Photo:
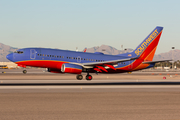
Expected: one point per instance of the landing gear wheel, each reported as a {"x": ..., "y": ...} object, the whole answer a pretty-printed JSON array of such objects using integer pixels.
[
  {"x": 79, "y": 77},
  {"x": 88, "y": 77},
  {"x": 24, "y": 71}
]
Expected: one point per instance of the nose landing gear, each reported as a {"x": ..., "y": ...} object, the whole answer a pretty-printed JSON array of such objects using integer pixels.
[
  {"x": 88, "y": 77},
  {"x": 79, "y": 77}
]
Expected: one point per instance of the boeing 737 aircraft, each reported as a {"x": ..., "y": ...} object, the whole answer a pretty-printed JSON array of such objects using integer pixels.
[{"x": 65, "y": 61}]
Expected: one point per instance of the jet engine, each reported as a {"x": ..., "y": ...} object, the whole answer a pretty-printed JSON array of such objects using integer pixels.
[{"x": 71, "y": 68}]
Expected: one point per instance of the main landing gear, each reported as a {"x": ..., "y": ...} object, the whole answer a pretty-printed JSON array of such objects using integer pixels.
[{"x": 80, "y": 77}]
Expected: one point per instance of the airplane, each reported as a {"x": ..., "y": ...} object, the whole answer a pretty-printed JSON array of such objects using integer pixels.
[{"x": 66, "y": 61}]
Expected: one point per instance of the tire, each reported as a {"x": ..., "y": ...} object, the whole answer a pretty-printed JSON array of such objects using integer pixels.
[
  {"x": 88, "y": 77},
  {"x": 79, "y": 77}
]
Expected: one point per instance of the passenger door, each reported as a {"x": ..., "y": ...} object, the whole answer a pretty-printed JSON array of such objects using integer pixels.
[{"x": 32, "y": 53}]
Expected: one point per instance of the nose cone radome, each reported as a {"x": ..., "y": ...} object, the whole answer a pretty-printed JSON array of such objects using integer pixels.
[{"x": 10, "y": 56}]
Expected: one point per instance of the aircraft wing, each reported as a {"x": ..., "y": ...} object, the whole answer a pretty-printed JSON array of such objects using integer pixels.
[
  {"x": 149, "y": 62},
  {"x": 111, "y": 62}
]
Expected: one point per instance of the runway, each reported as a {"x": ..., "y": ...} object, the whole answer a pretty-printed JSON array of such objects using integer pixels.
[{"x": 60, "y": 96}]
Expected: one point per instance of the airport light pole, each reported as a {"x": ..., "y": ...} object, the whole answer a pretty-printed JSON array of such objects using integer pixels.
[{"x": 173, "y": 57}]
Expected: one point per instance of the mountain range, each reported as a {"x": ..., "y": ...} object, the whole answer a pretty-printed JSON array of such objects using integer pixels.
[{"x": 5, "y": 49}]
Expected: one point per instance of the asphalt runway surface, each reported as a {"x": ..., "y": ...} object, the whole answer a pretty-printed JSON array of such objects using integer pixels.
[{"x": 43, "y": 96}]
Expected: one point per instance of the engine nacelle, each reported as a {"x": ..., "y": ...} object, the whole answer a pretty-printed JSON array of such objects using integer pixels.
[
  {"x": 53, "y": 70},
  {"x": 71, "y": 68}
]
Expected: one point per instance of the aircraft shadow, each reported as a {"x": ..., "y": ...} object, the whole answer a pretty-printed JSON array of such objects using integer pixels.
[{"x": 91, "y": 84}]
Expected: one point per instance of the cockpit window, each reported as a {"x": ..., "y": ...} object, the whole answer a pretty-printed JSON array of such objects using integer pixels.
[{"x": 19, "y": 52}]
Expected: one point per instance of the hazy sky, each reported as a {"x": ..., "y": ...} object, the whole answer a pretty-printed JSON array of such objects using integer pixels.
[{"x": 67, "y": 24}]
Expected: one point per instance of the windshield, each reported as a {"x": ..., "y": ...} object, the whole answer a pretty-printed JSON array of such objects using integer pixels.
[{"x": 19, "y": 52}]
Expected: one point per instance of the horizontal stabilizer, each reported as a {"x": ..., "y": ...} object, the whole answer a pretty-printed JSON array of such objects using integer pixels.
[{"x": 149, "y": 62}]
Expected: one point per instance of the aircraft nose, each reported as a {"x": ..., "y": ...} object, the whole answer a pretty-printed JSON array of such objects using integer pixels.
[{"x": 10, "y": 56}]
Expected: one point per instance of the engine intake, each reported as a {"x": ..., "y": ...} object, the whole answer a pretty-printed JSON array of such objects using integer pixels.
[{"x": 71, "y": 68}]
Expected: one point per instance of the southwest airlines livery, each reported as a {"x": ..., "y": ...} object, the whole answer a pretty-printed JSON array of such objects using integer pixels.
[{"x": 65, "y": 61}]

Description of the task:
Take every line of the material and copy it exactly, leaving out the pictures.

Exercise response:
Photo:
Expected: one point per instance of the landing gear wheel, each reported as a {"x": ..., "y": ...} object, the whole answer a pretty-printed JSON array of such objects using integer pixels.
[
  {"x": 79, "y": 77},
  {"x": 88, "y": 77},
  {"x": 24, "y": 71}
]
Expected: one point per instance of the nose landing gear, each reported as a {"x": ..., "y": ...} object, the whole answer a pretty-printed JSON array of such objects using integer pixels.
[
  {"x": 88, "y": 77},
  {"x": 79, "y": 77}
]
Expected: one point per instance of the boeing 737 aircraft, each reported as a {"x": ..., "y": ...} object, the whole answer a pretty-printed JSON array of such objects using integer pixels.
[{"x": 65, "y": 61}]
Expected: one point per instance of the jet engine, each reported as a {"x": ..., "y": ...} object, the whole answer a pretty-printed JSON array of such objects using integer pixels.
[{"x": 71, "y": 68}]
Expected: one point per instance of the main landing gear, each reported as a {"x": ..., "y": ...} object, the whole answer a pretty-printed JSON array of such objects using integer pixels.
[{"x": 80, "y": 77}]
Expected: one point per instance of the airplane, each reported as a {"x": ..., "y": ...} object, the whole answer a pretty-printed JSON array of such objects using integer pixels.
[{"x": 66, "y": 61}]
Expected: one point per instance of the tire, each reported as a {"x": ..., "y": ...} object, the whole answer a pretty-printed JSON array of such objects using integer pixels.
[
  {"x": 88, "y": 77},
  {"x": 79, "y": 77}
]
Expected: one point per instance of the passenger door, each reported as a {"x": ..., "y": ...} object, the whole answer a pretty-printed JSON array of such objects using integer pixels.
[{"x": 32, "y": 53}]
Expected: one point per instance of the nose cone radome, each reported as a {"x": ..., "y": ...} object, the whole answer a pretty-printed JSON array of such objects using integer pixels.
[{"x": 10, "y": 56}]
Expected: one point per instance of the aircraft wing, each reported as a {"x": ..., "y": ...} object, the whole answer a pretty-printed JSON array of such objects using integer pixels.
[
  {"x": 149, "y": 62},
  {"x": 111, "y": 62}
]
Expected: one point per instance of the runway, each reported as a {"x": ..., "y": ...} object, the whole answer a pretty-printed JSON array of such objects using integer pixels.
[{"x": 60, "y": 96}]
Expected: one point per instance of the airport light pole, each reported as a {"x": ..., "y": ...} object, the whole answer a pretty-printed JSON array of such objects using integer pixels.
[{"x": 173, "y": 57}]
Expected: one point per instance of the mountain range, each reported as a {"x": ..., "y": ...} object, the whole answer a pretty-printed JSON array of such objects using integer pixels.
[{"x": 5, "y": 49}]
Expected: one point per instance of the asphalt runway surface, each reported as a {"x": ..., "y": ...} object, the whole answer a pretty-printed JSON array of such objects using integer pixels.
[{"x": 43, "y": 96}]
Expected: one point per instance of the engine nacelle, each reported as a {"x": ..., "y": ...} object, the whole answer a pretty-printed JSON array of such objects using integer pixels.
[
  {"x": 53, "y": 70},
  {"x": 71, "y": 68}
]
Expected: one point per instance of the aircraft shadow, each reported as a {"x": ..., "y": ...} object, the whole answer a pretty-printed JSON array of such objects using integer pixels.
[{"x": 91, "y": 84}]
Expected: one point per instance of the cockpit window, each reported as a {"x": ..., "y": ...} object, the whole answer a pretty-printed JSON array of such objects using integer pixels.
[{"x": 19, "y": 52}]
Expected: one point per instance of the hazy sky, each reported as a {"x": ..., "y": ...} object, the whole answer a pretty-printed JSON array of such objects using integer pixels.
[{"x": 67, "y": 24}]
Expected: one point per instance of the windshield, each reported as a {"x": ..., "y": ...} object, the whole answer a pretty-printed JSON array of such objects using integer pixels.
[{"x": 19, "y": 52}]
Expected: one point per instance of the horizontal stabilizer, each reported as a {"x": ..., "y": ...} object, the whole answer a pretty-printed JSON array of such objects using integer pixels.
[{"x": 149, "y": 62}]
Expected: one point per instance of the aircraft nose, each reported as a {"x": ..., "y": ...} object, the whole answer a pretty-printed JSON array of such objects using integer pixels.
[{"x": 10, "y": 56}]
Expected: one point per instance of the engine intake, each reported as a {"x": ..., "y": ...} object, the whole answer a pretty-printed JSON array of such objects using integer pixels.
[{"x": 71, "y": 68}]
Expected: one point per instance of the southwest airlines livery, each reported as a {"x": ..., "y": ...} object, the whole answer a pretty-printed JSON array of such objects using integer pixels.
[{"x": 65, "y": 61}]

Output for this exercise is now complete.